━━ Source material
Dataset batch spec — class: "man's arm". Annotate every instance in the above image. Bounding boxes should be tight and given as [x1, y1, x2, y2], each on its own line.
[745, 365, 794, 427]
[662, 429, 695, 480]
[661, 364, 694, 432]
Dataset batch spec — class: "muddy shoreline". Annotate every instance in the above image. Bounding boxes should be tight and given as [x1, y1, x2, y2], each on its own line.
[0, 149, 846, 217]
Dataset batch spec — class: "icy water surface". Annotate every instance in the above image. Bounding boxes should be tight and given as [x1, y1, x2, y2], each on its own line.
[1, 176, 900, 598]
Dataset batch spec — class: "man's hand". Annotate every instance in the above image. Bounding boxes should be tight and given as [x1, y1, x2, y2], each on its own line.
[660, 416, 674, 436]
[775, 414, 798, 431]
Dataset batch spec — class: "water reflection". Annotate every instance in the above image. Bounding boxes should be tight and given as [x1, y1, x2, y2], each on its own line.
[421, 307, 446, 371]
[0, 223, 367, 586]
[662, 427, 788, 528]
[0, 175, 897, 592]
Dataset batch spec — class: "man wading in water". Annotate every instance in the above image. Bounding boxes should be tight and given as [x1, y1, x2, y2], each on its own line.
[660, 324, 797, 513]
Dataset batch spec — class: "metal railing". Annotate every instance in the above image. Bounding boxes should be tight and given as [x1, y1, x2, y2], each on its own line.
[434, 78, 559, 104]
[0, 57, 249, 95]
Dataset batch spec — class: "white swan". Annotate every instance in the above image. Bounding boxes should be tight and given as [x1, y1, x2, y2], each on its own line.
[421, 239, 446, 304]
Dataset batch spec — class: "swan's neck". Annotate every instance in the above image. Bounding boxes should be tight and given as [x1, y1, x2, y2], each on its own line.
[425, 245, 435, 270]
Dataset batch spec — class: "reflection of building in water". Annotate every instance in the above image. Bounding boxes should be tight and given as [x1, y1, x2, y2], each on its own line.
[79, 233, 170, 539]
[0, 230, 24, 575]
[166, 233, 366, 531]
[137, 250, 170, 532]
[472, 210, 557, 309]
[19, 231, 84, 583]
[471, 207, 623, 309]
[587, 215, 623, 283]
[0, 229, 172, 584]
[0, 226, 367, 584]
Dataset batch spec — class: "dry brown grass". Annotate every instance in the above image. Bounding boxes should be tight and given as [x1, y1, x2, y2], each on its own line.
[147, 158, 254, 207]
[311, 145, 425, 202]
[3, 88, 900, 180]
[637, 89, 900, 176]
━━━━
◆ What you should do
Return all of the entries exactly as they were supplied.

◆ Response below
Dataset batch spec — class: "man's arm". Annotate every instance in the above image. Bounding boxes should be tight and given as [x1, y1, x2, y2], each on its own line.
[745, 365, 794, 427]
[662, 429, 695, 480]
[661, 364, 694, 432]
Dataset batch spec — class: "muddy shoreline". Annotate every instance in the above image. Bounding boxes should be tight and given as [x1, y1, x2, y2], each on its own line.
[0, 149, 846, 217]
Dataset batch spec — class: "icy water surface". Annotate every instance in the above image. Bounding boxes should be tight and given as [x1, y1, x2, y2], each on its own line.
[1, 176, 900, 598]
Dataset batch spec — class: "man's hand". Annotate every instance in the above image. Bounding boxes should be tight and given as [x1, y1, x2, y2], each on its own line.
[660, 416, 674, 436]
[775, 414, 798, 431]
Dataset batch spec — class: "water reflection". Annotate every instance in the above image. Bounding boxes should be tight and given as [x1, y1, x2, y2], each on its own line.
[421, 307, 446, 371]
[0, 223, 367, 586]
[662, 427, 788, 528]
[0, 175, 897, 592]
Dataset batch spec — class: "man wading in water". Annotate every instance in the above image. Bounding boxes should be tight and given as [x1, y1, x2, y2], each on its own line.
[660, 324, 797, 513]
Dataset batch spec — class: "metal railing". Annotate every instance in the above image. Bounding boxes should be tight and given as [x1, y1, x2, y2], each on its own line.
[434, 78, 559, 104]
[0, 57, 249, 95]
Dataset batch spec — class: "white swan". Annotate every instance in the above image. Bounding boxes should be tight and given as [x1, y1, x2, y2], each on its own line.
[421, 239, 446, 304]
Dataset batch spec — class: "swan's neck". Annotate every instance in the above image. Bounding boxes should be tight and given as [x1, y1, x2, y2], each on its own line.
[425, 245, 435, 270]
Dataset batch spec — class: "reflection of building in water". Annotate every instance in the above image. Bounding boxes should be tight and given as [x1, y1, x2, y2], each on its own line.
[79, 233, 170, 539]
[0, 230, 24, 575]
[166, 233, 366, 531]
[137, 250, 170, 532]
[472, 210, 557, 309]
[19, 231, 84, 583]
[471, 207, 623, 309]
[587, 215, 623, 283]
[0, 229, 172, 584]
[0, 226, 367, 584]
Dataset batch spec — class: "dry brown grass". Annotate every instance in the above image. Bounding boxes should be tight and given as [x1, y1, x2, y2], each on its own line.
[147, 158, 254, 207]
[311, 145, 425, 202]
[3, 88, 900, 180]
[637, 89, 900, 176]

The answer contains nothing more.